* _TASK INSTRUCTIONS_
A. Please decide whether each statement agrees with the CouchDB answer below, giving yes or no and quoting the words that decide it: (i) CouchDB can index only by fields in the documents themselves; (ii) the requested data can be obtained with a single CouchDB query; (iii) the first query is run with reduce=false.
B. Filter the listing below, keeping every line that contains the string "character".

* _SELECTED TEXT_
** BEGIN **
As user jhs stated before me, your data is relational, and if you can't change it, then you might want to reconsider using CouchDB.

By relational we mean that each "type 1" or "type 3" document in your data "knows" only about itself, and "type 2" documents hold the knowledge about the relation between documents of the other types. With CouchDB, you can only index by fields in the documents themselves, and going one level deeper when querying using includedocs=true. Thus, what you asked for cannot be achieved with a single CouchDB query, because some of the desired data is two levels away from the requested document.

Here is a two-query solution:

{
    "views": {
        "param-by-timestamp": {
            "map": "function(doc) { if (doc.timestamp) emit(doc.timestamp, [doc.timestamp, doc.param]); }",
            "reduce": "function(keys, values) { return values.reduce(function(p, c) { return c[0] > p[0] ? c : p }) }"
        },      
        "partof-by-param": {
            "map": "function(doc) { if (doc.partof) emit(doc.param, doc.partof); }"
        }       
    }   
}

You query it first with param-by-timestamp?reduce=true to get the latest timestamp in value[0] and its corresponding param in value[1], and then query again with partof-by-param?key="<what you got in previous query>". If you need to fetch the full documents together with the timestamp and param, then you will have to play with includedocs=true and provide with the correct _doc values.
** END **
* _EXTRACTED ENTRIES_
** BEGIN **
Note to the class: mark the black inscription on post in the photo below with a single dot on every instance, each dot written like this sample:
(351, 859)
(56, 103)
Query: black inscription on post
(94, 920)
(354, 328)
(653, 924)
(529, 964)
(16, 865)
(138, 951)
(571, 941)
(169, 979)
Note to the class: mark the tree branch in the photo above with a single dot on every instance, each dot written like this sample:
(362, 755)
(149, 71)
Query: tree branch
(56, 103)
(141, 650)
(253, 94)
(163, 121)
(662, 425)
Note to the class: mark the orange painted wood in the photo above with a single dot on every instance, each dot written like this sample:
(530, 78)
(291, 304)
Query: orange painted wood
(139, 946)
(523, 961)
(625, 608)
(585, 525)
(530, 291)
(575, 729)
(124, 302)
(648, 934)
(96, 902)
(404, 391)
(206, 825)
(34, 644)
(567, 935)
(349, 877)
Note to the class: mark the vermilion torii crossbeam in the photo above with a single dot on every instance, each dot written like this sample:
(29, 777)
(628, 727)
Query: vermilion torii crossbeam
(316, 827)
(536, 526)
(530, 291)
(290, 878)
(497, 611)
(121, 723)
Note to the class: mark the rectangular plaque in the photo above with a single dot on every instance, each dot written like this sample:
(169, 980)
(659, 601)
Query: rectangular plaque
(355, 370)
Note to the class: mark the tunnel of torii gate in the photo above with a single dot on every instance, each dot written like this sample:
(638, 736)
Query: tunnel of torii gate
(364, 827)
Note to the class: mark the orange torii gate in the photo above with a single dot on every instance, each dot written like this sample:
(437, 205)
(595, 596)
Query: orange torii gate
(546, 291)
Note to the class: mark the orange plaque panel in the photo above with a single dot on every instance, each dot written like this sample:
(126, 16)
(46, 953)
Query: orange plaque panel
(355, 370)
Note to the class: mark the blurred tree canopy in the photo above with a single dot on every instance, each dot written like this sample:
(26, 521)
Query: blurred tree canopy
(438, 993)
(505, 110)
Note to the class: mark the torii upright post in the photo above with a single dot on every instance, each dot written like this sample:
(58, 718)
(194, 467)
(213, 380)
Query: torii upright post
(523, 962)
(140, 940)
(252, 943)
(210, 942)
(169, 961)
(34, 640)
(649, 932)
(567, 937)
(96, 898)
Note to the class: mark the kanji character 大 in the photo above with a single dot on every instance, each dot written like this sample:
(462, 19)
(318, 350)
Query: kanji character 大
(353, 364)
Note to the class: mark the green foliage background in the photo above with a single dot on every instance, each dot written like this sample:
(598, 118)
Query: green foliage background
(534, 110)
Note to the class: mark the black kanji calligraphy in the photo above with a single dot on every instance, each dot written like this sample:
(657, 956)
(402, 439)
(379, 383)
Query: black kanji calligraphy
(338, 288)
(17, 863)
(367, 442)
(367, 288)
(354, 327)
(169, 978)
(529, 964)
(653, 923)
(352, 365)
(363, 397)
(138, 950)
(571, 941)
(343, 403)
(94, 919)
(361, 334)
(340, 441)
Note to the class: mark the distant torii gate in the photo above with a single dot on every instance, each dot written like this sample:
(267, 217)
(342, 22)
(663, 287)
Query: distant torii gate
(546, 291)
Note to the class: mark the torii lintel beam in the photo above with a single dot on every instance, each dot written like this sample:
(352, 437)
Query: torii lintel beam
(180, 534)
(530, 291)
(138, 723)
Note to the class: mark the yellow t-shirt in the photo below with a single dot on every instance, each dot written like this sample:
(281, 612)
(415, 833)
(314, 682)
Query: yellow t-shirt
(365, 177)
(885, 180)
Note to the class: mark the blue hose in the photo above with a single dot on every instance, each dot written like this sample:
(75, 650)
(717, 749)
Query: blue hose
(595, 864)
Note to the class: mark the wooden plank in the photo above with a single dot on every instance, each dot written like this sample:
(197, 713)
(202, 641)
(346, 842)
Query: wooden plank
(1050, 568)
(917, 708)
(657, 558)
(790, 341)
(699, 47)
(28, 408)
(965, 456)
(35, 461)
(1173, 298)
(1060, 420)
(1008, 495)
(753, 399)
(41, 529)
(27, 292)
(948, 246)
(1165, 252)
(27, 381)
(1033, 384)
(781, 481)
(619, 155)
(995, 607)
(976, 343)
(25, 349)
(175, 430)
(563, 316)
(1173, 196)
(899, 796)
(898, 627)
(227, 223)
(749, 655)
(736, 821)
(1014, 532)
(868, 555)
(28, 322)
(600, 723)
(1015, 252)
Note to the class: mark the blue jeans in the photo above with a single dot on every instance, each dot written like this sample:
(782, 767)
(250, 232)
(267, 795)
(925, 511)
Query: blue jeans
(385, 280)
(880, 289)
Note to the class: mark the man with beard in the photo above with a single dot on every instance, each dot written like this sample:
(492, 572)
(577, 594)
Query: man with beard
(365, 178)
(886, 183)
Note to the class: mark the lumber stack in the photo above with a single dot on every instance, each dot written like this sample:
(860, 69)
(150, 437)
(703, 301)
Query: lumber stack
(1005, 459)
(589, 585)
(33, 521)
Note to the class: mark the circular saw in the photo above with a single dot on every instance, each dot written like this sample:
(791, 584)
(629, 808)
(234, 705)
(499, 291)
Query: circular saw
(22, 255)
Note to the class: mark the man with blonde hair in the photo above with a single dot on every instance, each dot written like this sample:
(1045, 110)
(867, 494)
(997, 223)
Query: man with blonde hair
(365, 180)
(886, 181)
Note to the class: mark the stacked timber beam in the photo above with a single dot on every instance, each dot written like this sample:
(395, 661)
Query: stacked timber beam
** END **
* _FULL SOLUTIONS_
A.
(i) Yes: "With CouchDB, you can only index by fields in the documents themselves"
(ii) No: "what you asked for cannot be achieved with a single CouchDB query"
(iii) No: "You query it first with param-by-timestamp?reduce=true"

B.
Note to the class: mark the kanji character 大 in the photo above with a single dot on every instance, each dot written like this sample:
Query: kanji character 大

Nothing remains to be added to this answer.